269e Elektrokardiografie-Atlas
Im vorliegenden Atlas werden Elektrokardiogramme (EKG) mit hohem didaktischem Wert aufgezeigt. Die korrekte und prompte Interpretation von elektrokardiografischen Befunden spielt eine zentrale und oftmals lebenswichtige Rolle in der klinischen und praktischen Medizin.
Myokardiale Ischämien können hinsichtlich ihrer Lokalisation, ihres Alters und der Ausdehnung im EKG unterschieden werden. Die Identifikation gelingt durch differenzierte Analyse von ST-Strecken, des Vorhandenseins von Q-Wellen und Blockierungen, T-Wellen-Veränderungen und Rhythmusanalyse.
Differenzialdiagnostisch werden ST-Strecken-Hebungen und Rückbildungsstörungen bei Perikarditis mit und ohne ischämische myokardiale Komponente betrachtet.
Aufgrund von Herzklappenerkrankungen und der hypertrophen Kardiomyopathie kommt es zu typischen EKG-Veränderungen. So erlaubt die Beurteilung u. a. eine Erkennung des Vorhandenseins von verschiedenen Mitralvitien, Septumhypertrophie, apikaler Hypertrophie und rechtsventrikulärer Hypertrophie. Auch sind Hinweise auf Lungenembolie und chronisch pulmonale Hypertonie oder chronisch obstruktive Lungenerkrankungen identifizierbar.

• _Gespeicherte Dateneinträge_
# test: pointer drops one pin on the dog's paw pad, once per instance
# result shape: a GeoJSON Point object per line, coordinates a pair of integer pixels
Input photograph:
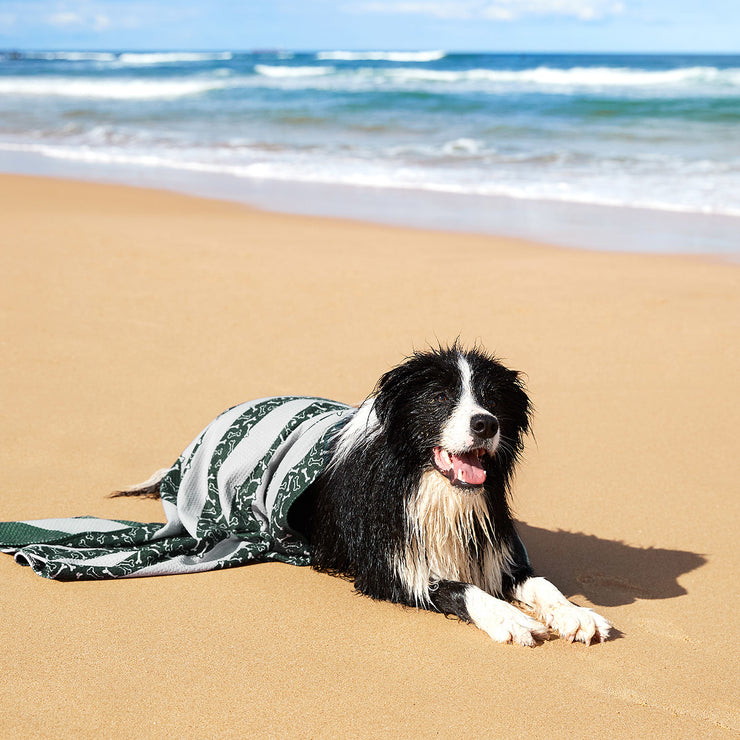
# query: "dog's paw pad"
{"type": "Point", "coordinates": [578, 624]}
{"type": "Point", "coordinates": [518, 629]}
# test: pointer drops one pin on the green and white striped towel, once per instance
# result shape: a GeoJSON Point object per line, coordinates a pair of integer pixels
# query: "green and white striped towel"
{"type": "Point", "coordinates": [226, 501]}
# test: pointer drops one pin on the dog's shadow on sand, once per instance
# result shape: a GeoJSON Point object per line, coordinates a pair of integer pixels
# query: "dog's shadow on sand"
{"type": "Point", "coordinates": [606, 572]}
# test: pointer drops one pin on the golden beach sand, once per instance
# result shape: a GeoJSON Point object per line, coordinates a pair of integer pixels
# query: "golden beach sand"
{"type": "Point", "coordinates": [131, 318]}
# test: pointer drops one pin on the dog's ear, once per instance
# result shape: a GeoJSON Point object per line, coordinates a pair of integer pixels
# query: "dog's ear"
{"type": "Point", "coordinates": [384, 392]}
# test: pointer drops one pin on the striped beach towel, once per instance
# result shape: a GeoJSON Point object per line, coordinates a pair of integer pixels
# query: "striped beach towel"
{"type": "Point", "coordinates": [226, 500]}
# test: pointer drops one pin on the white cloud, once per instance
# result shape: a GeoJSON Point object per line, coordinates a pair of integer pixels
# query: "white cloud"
{"type": "Point", "coordinates": [79, 21]}
{"type": "Point", "coordinates": [496, 10]}
{"type": "Point", "coordinates": [7, 21]}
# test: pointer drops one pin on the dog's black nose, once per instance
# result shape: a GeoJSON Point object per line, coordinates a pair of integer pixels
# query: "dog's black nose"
{"type": "Point", "coordinates": [484, 425]}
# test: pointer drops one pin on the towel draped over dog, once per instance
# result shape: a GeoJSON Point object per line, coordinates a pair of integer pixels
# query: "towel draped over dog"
{"type": "Point", "coordinates": [226, 500]}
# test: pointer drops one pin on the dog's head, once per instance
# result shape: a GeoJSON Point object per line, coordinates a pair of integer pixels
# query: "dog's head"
{"type": "Point", "coordinates": [460, 412]}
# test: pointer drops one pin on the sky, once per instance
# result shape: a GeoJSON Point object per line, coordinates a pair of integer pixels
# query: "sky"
{"type": "Point", "coordinates": [452, 25]}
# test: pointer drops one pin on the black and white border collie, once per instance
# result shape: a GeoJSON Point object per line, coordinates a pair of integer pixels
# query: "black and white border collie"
{"type": "Point", "coordinates": [413, 505]}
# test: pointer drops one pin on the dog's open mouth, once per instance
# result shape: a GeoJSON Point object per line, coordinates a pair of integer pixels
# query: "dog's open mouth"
{"type": "Point", "coordinates": [463, 469]}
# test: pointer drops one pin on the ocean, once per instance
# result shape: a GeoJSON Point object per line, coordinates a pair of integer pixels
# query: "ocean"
{"type": "Point", "coordinates": [558, 147]}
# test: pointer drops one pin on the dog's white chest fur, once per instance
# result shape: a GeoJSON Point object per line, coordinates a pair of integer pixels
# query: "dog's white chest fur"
{"type": "Point", "coordinates": [443, 527]}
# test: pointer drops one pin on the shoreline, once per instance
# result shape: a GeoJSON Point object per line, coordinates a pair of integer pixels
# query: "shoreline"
{"type": "Point", "coordinates": [617, 229]}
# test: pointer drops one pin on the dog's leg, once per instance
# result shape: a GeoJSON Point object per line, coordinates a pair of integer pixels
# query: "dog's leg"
{"type": "Point", "coordinates": [502, 621]}
{"type": "Point", "coordinates": [571, 621]}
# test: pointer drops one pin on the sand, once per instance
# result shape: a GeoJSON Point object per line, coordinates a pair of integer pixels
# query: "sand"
{"type": "Point", "coordinates": [131, 317]}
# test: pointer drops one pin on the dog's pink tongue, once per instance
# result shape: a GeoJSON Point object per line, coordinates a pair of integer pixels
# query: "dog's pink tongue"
{"type": "Point", "coordinates": [465, 467]}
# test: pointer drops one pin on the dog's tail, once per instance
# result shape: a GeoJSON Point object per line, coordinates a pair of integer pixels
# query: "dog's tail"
{"type": "Point", "coordinates": [149, 488]}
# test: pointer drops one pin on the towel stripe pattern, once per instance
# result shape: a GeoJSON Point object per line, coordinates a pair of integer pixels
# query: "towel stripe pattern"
{"type": "Point", "coordinates": [226, 501]}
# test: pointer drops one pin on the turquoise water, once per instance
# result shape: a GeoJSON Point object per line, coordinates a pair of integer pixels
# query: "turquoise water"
{"type": "Point", "coordinates": [659, 133]}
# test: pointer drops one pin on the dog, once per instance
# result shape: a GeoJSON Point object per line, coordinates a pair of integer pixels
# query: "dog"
{"type": "Point", "coordinates": [413, 502]}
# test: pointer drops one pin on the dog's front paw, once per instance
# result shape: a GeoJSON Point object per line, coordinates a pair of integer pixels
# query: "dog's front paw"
{"type": "Point", "coordinates": [577, 623]}
{"type": "Point", "coordinates": [502, 621]}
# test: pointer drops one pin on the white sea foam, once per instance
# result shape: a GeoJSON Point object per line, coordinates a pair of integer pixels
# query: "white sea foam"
{"type": "Point", "coordinates": [380, 56]}
{"type": "Point", "coordinates": [269, 70]}
{"type": "Point", "coordinates": [594, 187]}
{"type": "Point", "coordinates": [115, 89]}
{"type": "Point", "coordinates": [577, 77]}
{"type": "Point", "coordinates": [71, 56]}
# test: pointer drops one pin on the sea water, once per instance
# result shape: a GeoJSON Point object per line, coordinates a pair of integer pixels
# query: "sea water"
{"type": "Point", "coordinates": [525, 144]}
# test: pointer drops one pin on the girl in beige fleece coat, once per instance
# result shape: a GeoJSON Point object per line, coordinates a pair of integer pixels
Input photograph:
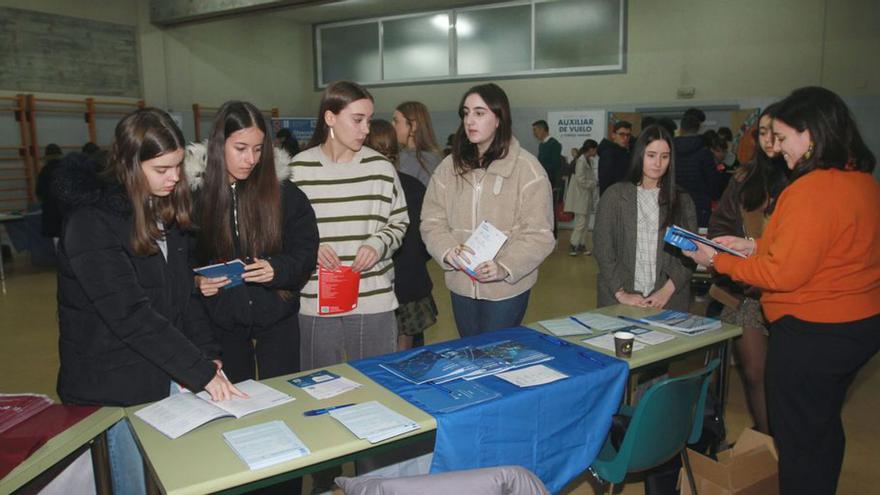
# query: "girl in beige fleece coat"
{"type": "Point", "coordinates": [488, 177]}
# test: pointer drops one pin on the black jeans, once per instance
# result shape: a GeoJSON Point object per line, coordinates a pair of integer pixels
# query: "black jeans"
{"type": "Point", "coordinates": [275, 350]}
{"type": "Point", "coordinates": [810, 366]}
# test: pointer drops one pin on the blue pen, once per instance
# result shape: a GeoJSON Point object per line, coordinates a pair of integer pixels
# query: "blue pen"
{"type": "Point", "coordinates": [579, 322]}
{"type": "Point", "coordinates": [631, 320]}
{"type": "Point", "coordinates": [587, 355]}
{"type": "Point", "coordinates": [554, 340]}
{"type": "Point", "coordinates": [325, 410]}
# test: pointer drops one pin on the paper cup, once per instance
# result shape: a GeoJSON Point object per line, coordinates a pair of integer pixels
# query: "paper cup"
{"type": "Point", "coordinates": [623, 344]}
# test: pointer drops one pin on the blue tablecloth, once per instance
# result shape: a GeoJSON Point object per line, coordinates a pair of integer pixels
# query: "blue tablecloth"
{"type": "Point", "coordinates": [555, 430]}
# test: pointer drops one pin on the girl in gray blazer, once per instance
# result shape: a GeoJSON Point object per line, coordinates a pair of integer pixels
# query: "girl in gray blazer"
{"type": "Point", "coordinates": [635, 266]}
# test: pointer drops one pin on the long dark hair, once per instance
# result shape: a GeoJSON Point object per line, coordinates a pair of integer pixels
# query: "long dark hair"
{"type": "Point", "coordinates": [142, 135]}
{"type": "Point", "coordinates": [668, 194]}
{"type": "Point", "coordinates": [764, 177]}
{"type": "Point", "coordinates": [465, 155]}
{"type": "Point", "coordinates": [258, 196]}
{"type": "Point", "coordinates": [837, 142]}
{"type": "Point", "coordinates": [335, 98]}
{"type": "Point", "coordinates": [416, 113]}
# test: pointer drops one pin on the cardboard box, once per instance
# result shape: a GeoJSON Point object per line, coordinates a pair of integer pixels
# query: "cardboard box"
{"type": "Point", "coordinates": [749, 468]}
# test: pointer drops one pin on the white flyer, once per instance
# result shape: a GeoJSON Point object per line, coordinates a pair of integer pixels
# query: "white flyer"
{"type": "Point", "coordinates": [485, 241]}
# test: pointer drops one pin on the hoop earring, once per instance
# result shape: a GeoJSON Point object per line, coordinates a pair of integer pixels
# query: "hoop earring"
{"type": "Point", "coordinates": [809, 153]}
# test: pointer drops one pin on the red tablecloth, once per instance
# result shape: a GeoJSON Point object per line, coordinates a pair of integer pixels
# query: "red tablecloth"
{"type": "Point", "coordinates": [22, 440]}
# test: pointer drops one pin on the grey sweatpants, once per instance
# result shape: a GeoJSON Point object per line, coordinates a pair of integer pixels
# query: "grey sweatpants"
{"type": "Point", "coordinates": [336, 339]}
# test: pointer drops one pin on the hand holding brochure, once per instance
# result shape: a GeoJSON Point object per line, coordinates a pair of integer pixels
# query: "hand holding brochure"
{"type": "Point", "coordinates": [233, 270]}
{"type": "Point", "coordinates": [485, 241]}
{"type": "Point", "coordinates": [265, 444]}
{"type": "Point", "coordinates": [685, 239]}
{"type": "Point", "coordinates": [184, 412]}
{"type": "Point", "coordinates": [337, 290]}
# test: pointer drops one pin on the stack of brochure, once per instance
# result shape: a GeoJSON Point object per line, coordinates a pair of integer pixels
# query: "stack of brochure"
{"type": "Point", "coordinates": [467, 362]}
{"type": "Point", "coordinates": [684, 323]}
{"type": "Point", "coordinates": [265, 444]}
{"type": "Point", "coordinates": [373, 421]}
{"type": "Point", "coordinates": [324, 384]}
{"type": "Point", "coordinates": [452, 396]}
{"type": "Point", "coordinates": [17, 408]}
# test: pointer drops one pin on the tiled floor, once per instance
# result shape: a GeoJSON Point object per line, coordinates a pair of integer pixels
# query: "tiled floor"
{"type": "Point", "coordinates": [29, 360]}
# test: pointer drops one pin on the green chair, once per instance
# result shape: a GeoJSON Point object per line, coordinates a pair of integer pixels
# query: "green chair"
{"type": "Point", "coordinates": [668, 417]}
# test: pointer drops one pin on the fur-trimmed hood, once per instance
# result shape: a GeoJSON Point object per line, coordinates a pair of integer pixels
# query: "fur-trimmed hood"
{"type": "Point", "coordinates": [196, 161]}
{"type": "Point", "coordinates": [78, 182]}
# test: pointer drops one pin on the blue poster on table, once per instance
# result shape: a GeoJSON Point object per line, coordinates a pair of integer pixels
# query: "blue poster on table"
{"type": "Point", "coordinates": [301, 127]}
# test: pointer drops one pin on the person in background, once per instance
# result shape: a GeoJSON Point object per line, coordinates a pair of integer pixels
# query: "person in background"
{"type": "Point", "coordinates": [50, 219]}
{"type": "Point", "coordinates": [362, 218]}
{"type": "Point", "coordinates": [488, 177]}
{"type": "Point", "coordinates": [614, 155]}
{"type": "Point", "coordinates": [743, 211]}
{"type": "Point", "coordinates": [419, 154]}
{"type": "Point", "coordinates": [579, 195]}
{"type": "Point", "coordinates": [818, 267]}
{"type": "Point", "coordinates": [550, 157]}
{"type": "Point", "coordinates": [412, 283]}
{"type": "Point", "coordinates": [247, 210]}
{"type": "Point", "coordinates": [636, 267]}
{"type": "Point", "coordinates": [124, 284]}
{"type": "Point", "coordinates": [695, 167]}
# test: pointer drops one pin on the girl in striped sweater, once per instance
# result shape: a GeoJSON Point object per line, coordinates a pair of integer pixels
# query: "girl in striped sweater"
{"type": "Point", "coordinates": [362, 217]}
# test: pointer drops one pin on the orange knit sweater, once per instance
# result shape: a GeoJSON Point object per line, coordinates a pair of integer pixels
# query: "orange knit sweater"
{"type": "Point", "coordinates": [819, 257]}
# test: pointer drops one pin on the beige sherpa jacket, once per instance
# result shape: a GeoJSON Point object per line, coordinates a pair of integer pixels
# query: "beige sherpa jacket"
{"type": "Point", "coordinates": [514, 195]}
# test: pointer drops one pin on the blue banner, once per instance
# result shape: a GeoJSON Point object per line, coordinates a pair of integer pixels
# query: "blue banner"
{"type": "Point", "coordinates": [301, 127]}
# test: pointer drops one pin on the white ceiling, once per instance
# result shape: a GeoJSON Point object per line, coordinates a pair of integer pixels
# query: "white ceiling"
{"type": "Point", "coordinates": [343, 10]}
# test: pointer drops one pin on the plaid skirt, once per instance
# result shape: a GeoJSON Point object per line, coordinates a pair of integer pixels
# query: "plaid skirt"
{"type": "Point", "coordinates": [414, 317]}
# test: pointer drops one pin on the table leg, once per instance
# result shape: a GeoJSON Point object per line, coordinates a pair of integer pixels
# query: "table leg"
{"type": "Point", "coordinates": [101, 465]}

• _IHRE AUFGABE_
Geben Sie den Abschnitt des Textes über den Elektrokardiografie-Atlas wortgetreu wieder, der mit den Worten „Myokardiale Ischämien können“ einsetzt und mit „myokardiale Komponente betrachtet.“ schließt.

• _ANTWORT_
Myokardiale Ischämien können hinsichtlich ihrer Lokalisation, ihres Alters und der Ausdehnung im EKG unterschieden werden. Die Identifikation gelingt durch differenzierte Analyse von ST-Strecken, des Vorhandenseins von Q-Wellen und Blockierungen, T-Wellen-Veränderungen und Rhythmusanalyse.
Differenzialdiagnostisch werden ST-Strecken-Hebungen und Rückbildungsstörungen bei Perikarditis mit und ohne ischämische myokardiale Komponente betrachtet.